Required task: Extract each line from the entries below that contains the string "backrest".

Exercise inputs:
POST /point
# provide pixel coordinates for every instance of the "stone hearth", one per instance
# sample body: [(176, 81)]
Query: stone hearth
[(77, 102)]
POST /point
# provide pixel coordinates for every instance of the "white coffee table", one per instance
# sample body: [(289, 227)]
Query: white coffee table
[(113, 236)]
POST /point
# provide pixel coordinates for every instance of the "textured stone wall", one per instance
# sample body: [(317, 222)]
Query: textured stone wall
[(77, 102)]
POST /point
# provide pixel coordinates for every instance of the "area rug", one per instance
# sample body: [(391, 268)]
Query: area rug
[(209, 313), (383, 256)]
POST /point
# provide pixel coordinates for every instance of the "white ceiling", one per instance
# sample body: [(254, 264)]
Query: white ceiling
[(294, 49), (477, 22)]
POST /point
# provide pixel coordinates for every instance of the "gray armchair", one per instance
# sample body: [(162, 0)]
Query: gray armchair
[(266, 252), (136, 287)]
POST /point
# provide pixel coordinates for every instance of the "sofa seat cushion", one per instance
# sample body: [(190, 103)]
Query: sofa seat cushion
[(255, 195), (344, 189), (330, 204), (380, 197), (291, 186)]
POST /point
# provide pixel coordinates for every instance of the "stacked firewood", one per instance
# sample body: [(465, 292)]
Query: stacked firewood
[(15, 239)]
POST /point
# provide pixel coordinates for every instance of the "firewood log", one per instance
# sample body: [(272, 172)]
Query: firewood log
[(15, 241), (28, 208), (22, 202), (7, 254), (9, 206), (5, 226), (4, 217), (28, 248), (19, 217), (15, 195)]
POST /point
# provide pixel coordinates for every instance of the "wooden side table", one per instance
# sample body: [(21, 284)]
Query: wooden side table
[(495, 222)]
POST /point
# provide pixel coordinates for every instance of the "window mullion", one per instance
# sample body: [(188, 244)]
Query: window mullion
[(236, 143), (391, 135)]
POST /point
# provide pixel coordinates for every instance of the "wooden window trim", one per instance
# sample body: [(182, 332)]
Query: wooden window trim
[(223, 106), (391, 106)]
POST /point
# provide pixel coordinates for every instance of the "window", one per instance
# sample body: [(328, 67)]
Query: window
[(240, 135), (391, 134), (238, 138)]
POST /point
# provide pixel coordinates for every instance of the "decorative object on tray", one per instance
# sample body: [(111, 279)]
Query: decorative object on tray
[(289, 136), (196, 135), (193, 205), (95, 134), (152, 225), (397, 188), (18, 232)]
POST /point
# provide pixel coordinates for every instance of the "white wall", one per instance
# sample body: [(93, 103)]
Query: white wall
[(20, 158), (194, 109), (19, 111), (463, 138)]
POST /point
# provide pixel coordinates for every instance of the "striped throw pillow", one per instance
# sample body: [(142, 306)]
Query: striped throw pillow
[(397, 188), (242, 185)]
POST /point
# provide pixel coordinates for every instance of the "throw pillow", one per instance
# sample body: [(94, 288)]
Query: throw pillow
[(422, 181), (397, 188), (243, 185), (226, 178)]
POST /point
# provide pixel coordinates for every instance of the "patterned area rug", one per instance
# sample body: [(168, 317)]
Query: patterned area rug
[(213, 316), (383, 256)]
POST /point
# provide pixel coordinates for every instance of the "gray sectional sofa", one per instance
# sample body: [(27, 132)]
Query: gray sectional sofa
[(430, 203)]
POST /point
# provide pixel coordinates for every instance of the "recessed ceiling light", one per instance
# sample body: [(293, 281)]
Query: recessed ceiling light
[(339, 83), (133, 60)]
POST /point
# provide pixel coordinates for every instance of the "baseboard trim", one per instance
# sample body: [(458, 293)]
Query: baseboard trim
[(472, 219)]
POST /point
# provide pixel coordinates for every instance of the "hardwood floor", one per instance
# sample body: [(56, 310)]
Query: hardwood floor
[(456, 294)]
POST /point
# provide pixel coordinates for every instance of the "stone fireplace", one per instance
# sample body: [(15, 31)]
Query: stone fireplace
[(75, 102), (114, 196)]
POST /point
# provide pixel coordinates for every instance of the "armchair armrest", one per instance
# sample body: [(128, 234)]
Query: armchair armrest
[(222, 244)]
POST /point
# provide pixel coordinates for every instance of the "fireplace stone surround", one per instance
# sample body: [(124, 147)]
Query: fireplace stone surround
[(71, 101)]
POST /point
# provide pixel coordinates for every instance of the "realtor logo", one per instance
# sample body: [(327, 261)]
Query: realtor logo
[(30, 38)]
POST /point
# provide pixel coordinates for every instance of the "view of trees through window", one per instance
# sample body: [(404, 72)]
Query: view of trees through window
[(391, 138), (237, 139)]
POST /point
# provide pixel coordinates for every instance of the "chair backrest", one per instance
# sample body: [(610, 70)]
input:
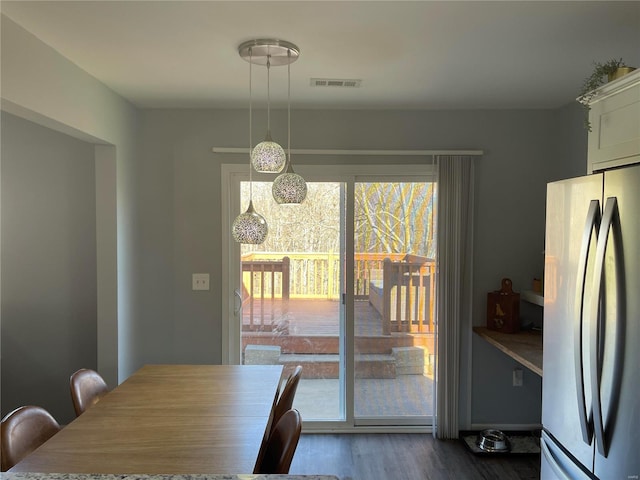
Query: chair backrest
[(24, 430), (285, 401), (87, 386), (281, 445)]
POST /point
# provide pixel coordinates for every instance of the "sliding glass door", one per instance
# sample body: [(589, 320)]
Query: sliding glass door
[(344, 286)]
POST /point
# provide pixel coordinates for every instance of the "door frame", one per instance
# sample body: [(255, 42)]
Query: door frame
[(232, 173)]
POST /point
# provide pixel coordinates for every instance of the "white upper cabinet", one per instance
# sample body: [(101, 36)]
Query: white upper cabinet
[(614, 139)]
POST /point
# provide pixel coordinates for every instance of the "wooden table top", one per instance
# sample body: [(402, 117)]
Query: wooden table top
[(168, 419)]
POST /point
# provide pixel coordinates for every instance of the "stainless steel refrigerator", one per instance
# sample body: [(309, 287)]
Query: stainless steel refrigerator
[(591, 356)]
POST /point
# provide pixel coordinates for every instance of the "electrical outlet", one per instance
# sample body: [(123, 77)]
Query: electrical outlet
[(517, 377), (200, 281)]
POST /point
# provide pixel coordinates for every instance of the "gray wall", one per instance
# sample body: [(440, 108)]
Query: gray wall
[(167, 184), (48, 265)]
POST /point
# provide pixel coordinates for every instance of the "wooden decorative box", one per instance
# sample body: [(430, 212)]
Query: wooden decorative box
[(503, 309)]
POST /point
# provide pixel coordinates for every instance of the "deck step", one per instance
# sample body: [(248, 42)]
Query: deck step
[(327, 366), (330, 344)]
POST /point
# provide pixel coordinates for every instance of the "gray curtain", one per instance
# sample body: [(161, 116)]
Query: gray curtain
[(455, 265)]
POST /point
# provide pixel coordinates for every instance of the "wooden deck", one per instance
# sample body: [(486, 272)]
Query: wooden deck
[(307, 332)]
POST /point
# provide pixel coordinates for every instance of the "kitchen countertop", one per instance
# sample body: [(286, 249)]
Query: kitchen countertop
[(524, 346), (88, 476)]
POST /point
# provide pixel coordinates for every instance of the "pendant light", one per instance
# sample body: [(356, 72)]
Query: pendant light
[(268, 156), (289, 188), (250, 227)]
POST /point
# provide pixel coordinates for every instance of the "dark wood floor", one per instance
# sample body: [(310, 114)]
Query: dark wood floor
[(384, 456)]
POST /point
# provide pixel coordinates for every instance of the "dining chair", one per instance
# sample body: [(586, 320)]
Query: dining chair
[(281, 445), (87, 387), (285, 400), (22, 431)]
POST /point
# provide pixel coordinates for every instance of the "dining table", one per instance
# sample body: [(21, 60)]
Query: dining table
[(168, 419)]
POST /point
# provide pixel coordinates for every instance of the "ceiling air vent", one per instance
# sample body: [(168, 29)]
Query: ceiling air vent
[(336, 82)]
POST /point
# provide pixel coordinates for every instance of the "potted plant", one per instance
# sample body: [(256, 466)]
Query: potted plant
[(602, 73)]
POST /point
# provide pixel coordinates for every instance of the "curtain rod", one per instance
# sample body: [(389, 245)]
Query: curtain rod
[(407, 153)]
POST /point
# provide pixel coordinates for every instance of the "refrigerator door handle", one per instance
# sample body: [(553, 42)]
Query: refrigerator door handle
[(610, 223), (592, 223), (237, 306)]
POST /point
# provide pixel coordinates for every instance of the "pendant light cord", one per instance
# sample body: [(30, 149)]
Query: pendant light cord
[(250, 123), (268, 96), (289, 107)]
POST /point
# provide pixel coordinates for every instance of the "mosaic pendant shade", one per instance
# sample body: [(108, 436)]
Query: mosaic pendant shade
[(250, 227)]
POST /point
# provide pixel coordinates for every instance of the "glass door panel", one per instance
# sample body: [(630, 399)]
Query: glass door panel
[(394, 294), (291, 295)]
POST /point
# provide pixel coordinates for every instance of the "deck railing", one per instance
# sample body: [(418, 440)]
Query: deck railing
[(403, 306)]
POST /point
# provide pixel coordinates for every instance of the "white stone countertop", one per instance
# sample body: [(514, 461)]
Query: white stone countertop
[(89, 476)]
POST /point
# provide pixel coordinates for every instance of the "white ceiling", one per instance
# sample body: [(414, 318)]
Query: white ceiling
[(409, 55)]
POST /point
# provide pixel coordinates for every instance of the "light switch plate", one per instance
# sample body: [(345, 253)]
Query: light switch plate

Response to the exercise:
# provide pixel coordinates for every instance of the "chair backrest", one per instance
Query: chair backrest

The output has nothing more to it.